» Task instructions
Take the material and output all of it exactly.

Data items
»»

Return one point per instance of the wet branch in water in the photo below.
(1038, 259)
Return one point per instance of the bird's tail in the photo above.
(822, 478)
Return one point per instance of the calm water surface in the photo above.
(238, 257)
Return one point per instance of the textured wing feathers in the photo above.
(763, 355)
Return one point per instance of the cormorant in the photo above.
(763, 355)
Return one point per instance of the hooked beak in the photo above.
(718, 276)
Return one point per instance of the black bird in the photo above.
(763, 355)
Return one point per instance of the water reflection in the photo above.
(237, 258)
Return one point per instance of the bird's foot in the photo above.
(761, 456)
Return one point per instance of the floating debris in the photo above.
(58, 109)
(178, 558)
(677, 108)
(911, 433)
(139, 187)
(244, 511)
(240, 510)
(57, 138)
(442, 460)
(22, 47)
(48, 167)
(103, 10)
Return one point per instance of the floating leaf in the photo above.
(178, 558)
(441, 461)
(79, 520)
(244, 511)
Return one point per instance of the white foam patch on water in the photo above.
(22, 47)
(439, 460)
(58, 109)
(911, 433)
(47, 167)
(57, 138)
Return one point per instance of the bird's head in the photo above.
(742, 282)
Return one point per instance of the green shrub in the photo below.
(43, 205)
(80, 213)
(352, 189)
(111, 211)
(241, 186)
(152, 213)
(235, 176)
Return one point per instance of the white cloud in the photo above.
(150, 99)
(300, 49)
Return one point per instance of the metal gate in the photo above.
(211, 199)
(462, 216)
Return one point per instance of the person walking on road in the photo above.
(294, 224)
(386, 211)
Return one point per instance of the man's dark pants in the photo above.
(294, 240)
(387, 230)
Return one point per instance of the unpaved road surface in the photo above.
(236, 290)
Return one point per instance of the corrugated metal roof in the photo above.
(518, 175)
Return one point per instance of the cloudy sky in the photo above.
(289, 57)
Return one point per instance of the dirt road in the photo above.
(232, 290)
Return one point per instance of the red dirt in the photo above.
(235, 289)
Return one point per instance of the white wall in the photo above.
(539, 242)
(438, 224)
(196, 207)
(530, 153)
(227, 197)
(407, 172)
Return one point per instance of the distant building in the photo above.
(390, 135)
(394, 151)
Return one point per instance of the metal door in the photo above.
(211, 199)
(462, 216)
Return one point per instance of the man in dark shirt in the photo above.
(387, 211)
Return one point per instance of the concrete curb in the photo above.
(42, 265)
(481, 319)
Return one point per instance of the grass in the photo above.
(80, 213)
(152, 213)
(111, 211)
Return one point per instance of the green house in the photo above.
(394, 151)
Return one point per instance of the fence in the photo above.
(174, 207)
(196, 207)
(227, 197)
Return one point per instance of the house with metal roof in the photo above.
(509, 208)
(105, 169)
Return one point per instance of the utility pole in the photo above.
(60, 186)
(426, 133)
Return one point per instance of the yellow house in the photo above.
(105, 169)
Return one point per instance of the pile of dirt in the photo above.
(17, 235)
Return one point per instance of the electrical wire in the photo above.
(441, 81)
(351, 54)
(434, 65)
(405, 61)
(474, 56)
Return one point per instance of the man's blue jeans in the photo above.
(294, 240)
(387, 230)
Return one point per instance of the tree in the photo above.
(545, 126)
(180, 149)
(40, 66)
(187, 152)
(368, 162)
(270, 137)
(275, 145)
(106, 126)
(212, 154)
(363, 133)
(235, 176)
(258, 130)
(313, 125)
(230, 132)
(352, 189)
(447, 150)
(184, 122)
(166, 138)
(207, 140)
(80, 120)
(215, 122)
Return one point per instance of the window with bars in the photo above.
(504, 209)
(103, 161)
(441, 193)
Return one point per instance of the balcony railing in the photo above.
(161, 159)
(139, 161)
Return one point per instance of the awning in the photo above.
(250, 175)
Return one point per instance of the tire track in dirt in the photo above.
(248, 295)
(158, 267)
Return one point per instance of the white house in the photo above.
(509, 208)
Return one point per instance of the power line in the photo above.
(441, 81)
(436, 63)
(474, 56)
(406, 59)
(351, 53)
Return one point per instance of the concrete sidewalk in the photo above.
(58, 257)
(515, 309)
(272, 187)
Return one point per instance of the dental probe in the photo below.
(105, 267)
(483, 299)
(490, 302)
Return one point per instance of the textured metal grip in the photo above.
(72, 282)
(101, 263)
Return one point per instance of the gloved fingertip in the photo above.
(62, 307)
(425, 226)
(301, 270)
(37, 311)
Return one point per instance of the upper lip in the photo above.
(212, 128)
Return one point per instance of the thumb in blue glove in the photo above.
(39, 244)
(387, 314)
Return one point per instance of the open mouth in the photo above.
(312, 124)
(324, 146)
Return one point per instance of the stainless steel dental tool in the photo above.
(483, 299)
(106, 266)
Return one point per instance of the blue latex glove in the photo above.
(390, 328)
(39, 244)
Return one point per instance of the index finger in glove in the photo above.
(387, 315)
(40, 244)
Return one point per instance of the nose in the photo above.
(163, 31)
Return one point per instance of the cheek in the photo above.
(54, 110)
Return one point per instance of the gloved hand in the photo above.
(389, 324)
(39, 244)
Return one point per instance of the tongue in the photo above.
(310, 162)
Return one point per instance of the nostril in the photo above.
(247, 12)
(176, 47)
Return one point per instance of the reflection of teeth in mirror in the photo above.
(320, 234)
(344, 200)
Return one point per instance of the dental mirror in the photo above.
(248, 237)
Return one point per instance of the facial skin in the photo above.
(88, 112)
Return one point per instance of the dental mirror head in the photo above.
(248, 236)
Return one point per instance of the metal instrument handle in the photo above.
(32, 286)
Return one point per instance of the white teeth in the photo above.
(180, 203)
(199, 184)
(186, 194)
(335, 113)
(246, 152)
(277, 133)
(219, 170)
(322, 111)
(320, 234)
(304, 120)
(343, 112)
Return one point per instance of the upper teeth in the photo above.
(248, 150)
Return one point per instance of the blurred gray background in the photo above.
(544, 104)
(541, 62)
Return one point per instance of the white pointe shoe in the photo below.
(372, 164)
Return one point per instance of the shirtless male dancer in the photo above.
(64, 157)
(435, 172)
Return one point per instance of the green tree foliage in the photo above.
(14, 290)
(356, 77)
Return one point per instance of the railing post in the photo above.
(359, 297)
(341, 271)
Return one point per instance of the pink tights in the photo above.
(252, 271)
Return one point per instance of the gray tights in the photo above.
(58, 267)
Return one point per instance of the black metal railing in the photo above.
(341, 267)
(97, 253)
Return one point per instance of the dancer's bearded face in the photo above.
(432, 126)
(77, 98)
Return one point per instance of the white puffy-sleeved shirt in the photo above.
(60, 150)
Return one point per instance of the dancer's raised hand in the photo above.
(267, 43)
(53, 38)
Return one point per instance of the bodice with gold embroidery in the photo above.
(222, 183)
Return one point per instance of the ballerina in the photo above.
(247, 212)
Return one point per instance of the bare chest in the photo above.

««

» Solution for this task
Return one point per instance of the wet branch in water in the photo below.
(1038, 259)
Return one point per instance of the bird's tail in the photo above.
(822, 478)
Return one point per instance of the calm water surface in the photo above.
(238, 257)
Return one point per instance of the textured wing feathers in the photo above.
(763, 355)
Return one point per instance of the cormorant in the photo above.
(763, 355)
Return one point per instance of the hooked beak in the photo above.
(718, 276)
Return one point per instance of the black bird in the photo above.
(763, 355)
Return one point per instance of the water reflection in the photo above.
(237, 258)
Return one point per instance of the bird's foot in the photo above.
(761, 456)
Return one point per instance of the floating debris in the photo above.
(58, 109)
(178, 558)
(677, 108)
(911, 433)
(139, 187)
(244, 511)
(240, 510)
(57, 138)
(442, 460)
(22, 47)
(48, 167)
(103, 10)
Return one point per instance of the floating leaf in the photo above.
(178, 558)
(441, 461)
(79, 520)
(244, 511)
Return one point per instance of the white foam patch on water in the photo above.
(22, 47)
(439, 460)
(58, 109)
(911, 433)
(47, 167)
(57, 138)
Return one point per instance of the bird's head in the photo above.
(742, 282)
Return one point per instance of the green shrub in the photo below.
(43, 205)
(80, 213)
(352, 189)
(111, 211)
(241, 186)
(152, 213)
(235, 176)
Return one point per instance of the white cloud in the photo above.
(150, 99)
(300, 49)
Return one point per instance of the metal gate in the photo above.
(211, 199)
(462, 216)
Return one point per instance of the person walking on road in the photo above.
(294, 224)
(386, 211)
Return one point per instance of the man's dark pants in the photo above.
(294, 240)
(387, 230)
Return one point per instance of the unpaved road surface in the photo above.
(236, 290)
Return one point per instance of the corrugated metal roof in the photo above.
(518, 175)
Return one point per instance of the cloudy sky in the photo above.
(289, 57)
Return one point per instance of the dirt road in the photo above.
(232, 290)
Return one point per instance of the red dirt in the photo above.
(235, 289)
Return one point per instance of the white wall in the photo above.
(539, 242)
(438, 224)
(196, 207)
(530, 153)
(227, 197)
(407, 172)
Return one point per instance of the distant building in the photo above.
(390, 135)
(394, 151)
Return one point per instance of the metal door in the photo above.
(211, 199)
(462, 216)
Return one point per instance of the man in dark shirt in the photo above.
(387, 211)
Return one point per instance of the concrete curb in the photo above.
(42, 265)
(481, 319)
Return one point per instance of the grass in the photo above.
(80, 213)
(152, 213)
(111, 211)
Return one point per instance of the green house in the photo above.
(394, 151)
Return one point per instance of the fence in the photo above.
(174, 207)
(196, 207)
(227, 197)
Return one point per instance of the house with metal roof in the photo above.
(509, 208)
(105, 169)
Return one point per instance of the utility pole in the photo above.
(60, 186)
(426, 133)
Return one point per instance of the yellow house in the photo above.
(105, 169)
Return one point per instance of the pile of dirt in the photo above.
(17, 235)
Return one point per instance of the electrical wire in the photo above.
(441, 81)
(351, 54)
(434, 65)
(405, 61)
(474, 56)
Return one point per instance of the man's blue jeans in the photo above.
(294, 240)
(387, 230)
Return one point per instance of the tree in the photo above.
(545, 126)
(180, 149)
(40, 66)
(187, 152)
(368, 162)
(270, 137)
(275, 145)
(106, 126)
(212, 154)
(363, 133)
(235, 176)
(258, 130)
(313, 125)
(230, 132)
(352, 189)
(447, 150)
(184, 122)
(166, 138)
(207, 140)
(80, 120)
(215, 122)
Return one point per instance of the window with bars in the photo above.
(504, 209)
(103, 161)
(441, 193)
Return one point per instance of the balcony railing in the photo above.
(161, 159)
(139, 161)
Return one point per instance of the awning in the photo above.
(250, 175)
Return one point per instance of the tire track in dirt in the photo above.
(248, 295)
(158, 267)
Return one point per instance of the white house in the photo above.
(509, 208)
Return one point per instance of the power line in the photo above.
(441, 81)
(436, 63)
(474, 56)
(406, 59)
(351, 53)
Return one point per instance of the concrete sidewalk in the photo above.
(58, 257)
(515, 309)
(272, 187)
Return one point per instance of the dental probe in the photo below.
(105, 267)
(483, 299)
(490, 302)
Return one point per instance of the textured metal grip in the photo above.
(72, 282)
(101, 263)
Return one point per instance of the gloved fingertip in the photo above.
(62, 307)
(425, 226)
(301, 270)
(37, 311)
Return one point per instance of the upper lip in the photo above.
(212, 128)
Return one point per instance of the thumb in blue glove in the photo above.
(39, 244)
(387, 314)
Return one point per instance of the open mouth in the photo above.
(312, 124)
(324, 146)
Return one point per instance of the stainless steel dental tool in the photo above.
(483, 299)
(106, 266)
Return one point per instance of the blue latex glove in the photo above.
(390, 328)
(39, 244)
Return one point per instance of the index finger in glove in the photo above.
(387, 315)
(40, 244)
Return one point per instance of the nose in the photo above.
(163, 31)
Return one point per instance of the cheek in the photo above.
(54, 110)
Return one point per instance of the gloved hand in the photo above.
(389, 324)
(39, 244)
Return one point per instance of the tongue in the photo above.
(310, 162)
Return one point per instance of the nostril in the photo above.
(247, 12)
(176, 47)
Return one point per instance of the reflection of teeth in mirror in the photo above.
(320, 234)
(344, 200)
Return one point per instance of the dental mirror in the photo above.
(248, 237)
Return one point per instance of the facial skin in the photo above.
(88, 112)
Return one point per instance of the dental mirror head in the photo above.
(248, 236)
Return one point per instance of the metal instrument handle in the photo above.
(32, 286)
Return one point per instance of the white teeth in the photo above.
(180, 203)
(199, 184)
(186, 194)
(335, 113)
(246, 152)
(277, 133)
(219, 170)
(322, 111)
(320, 234)
(304, 120)
(343, 112)
Return one point per instance of the upper teeth in the photo above.
(248, 150)
Return one point per instance of the blurred gray background in the photo above.
(544, 104)
(541, 62)
Return one point per instance of the white pointe shoe in the photo below.
(372, 164)
Return one point per instance of the shirtless male dancer in the photo above.
(64, 157)
(435, 172)
Return one point per instance of the green tree foliage in the photo above.
(14, 290)
(356, 77)
Return one point per instance of the railing post in the photo above.
(359, 297)
(341, 271)
Return one point per instance of the pink tights in the photo above.
(252, 271)
Return one point per instance of the gray tights in the photo above.
(58, 267)
Return one point per instance of the black metal railing in the photo above.
(341, 267)
(97, 253)
Return one point per instance of the dancer's bearded face in the photo above.
(432, 126)
(77, 98)
Return one point per instance of the white puffy-sleeved shirt in the photo above.
(60, 150)
Return one point per instance of the dancer's raised hand in the photo above.
(267, 43)
(53, 38)
Return one point per instance of the bodice with gold embroidery in the photo above.
(222, 183)
Return one point per instance of the ballerina in the photo above.
(247, 212)
Return one point per instance of the bare chest in the photo above.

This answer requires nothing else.